● WHAT YOU ARE ASKED TO DO
Output the lines of the records from the line with "the white baseboard" up to and including the line with "x=185 y=284" as a Markdown table with the columns Row and Text, numbering each row and leaving out blank lines. Include no other lines.

● RECORD EXCERPTS
▬▬▬▬▬▬▬▬▬▬

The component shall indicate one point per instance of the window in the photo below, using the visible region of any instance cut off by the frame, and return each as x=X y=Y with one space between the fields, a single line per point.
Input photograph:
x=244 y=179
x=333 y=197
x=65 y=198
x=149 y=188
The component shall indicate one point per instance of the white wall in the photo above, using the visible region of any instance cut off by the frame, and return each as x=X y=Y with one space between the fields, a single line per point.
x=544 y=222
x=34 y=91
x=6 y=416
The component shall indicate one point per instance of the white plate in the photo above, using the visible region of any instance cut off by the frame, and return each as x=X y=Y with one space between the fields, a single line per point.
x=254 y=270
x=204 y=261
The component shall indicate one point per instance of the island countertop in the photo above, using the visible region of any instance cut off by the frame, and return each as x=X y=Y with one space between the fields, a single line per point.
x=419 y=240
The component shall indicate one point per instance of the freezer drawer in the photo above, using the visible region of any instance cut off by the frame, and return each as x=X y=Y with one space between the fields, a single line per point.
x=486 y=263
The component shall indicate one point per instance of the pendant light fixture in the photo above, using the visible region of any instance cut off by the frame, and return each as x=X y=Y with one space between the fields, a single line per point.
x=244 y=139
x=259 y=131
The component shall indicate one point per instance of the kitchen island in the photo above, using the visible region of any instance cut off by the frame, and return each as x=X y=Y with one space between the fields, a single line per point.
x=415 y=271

▬▬▬▬▬▬▬▬▬▬

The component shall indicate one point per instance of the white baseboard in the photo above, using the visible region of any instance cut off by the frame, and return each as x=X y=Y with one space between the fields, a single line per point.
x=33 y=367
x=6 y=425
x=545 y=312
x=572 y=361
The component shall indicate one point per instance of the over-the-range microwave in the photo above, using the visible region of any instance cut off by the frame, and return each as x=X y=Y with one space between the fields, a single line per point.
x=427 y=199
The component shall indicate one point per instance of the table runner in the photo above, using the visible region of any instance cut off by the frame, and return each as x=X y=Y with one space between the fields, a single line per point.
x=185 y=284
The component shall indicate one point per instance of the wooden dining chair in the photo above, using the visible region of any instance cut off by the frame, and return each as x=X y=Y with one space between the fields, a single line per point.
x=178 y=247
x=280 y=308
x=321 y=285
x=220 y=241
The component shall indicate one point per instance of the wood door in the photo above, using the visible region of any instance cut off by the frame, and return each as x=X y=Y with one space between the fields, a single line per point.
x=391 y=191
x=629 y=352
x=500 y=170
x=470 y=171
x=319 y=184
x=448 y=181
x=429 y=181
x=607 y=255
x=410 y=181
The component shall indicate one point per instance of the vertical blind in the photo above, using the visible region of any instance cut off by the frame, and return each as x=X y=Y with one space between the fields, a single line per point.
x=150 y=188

▬▬▬▬▬▬▬▬▬▬

● EXERCISE RESPONSE
| Row | Text |
|---|---|
| 1 | The component shall indicate one point per instance of the white baseboard in the photo above, using the visible region of any instance cut off by the frame, and return each as x=X y=Y with one space between the fields, a single line per point. |
| 2 | x=33 y=367 |
| 3 | x=6 y=425 |
| 4 | x=545 y=312 |
| 5 | x=572 y=361 |
| 6 | The component shall indicate one point per instance of the over-the-range microwave in the photo above, using the visible region of any instance cut off by the frame, and return each as x=X y=Y with one space between the fields, a single line per point. |
| 7 | x=427 y=199 |
| 8 | The component shall indicate one point per instance of the table runner in the photo above, using the visible region of any instance cut off by the frame, and return each as x=X y=Y with one space between the fields, a single line per point. |
| 9 | x=185 y=284 |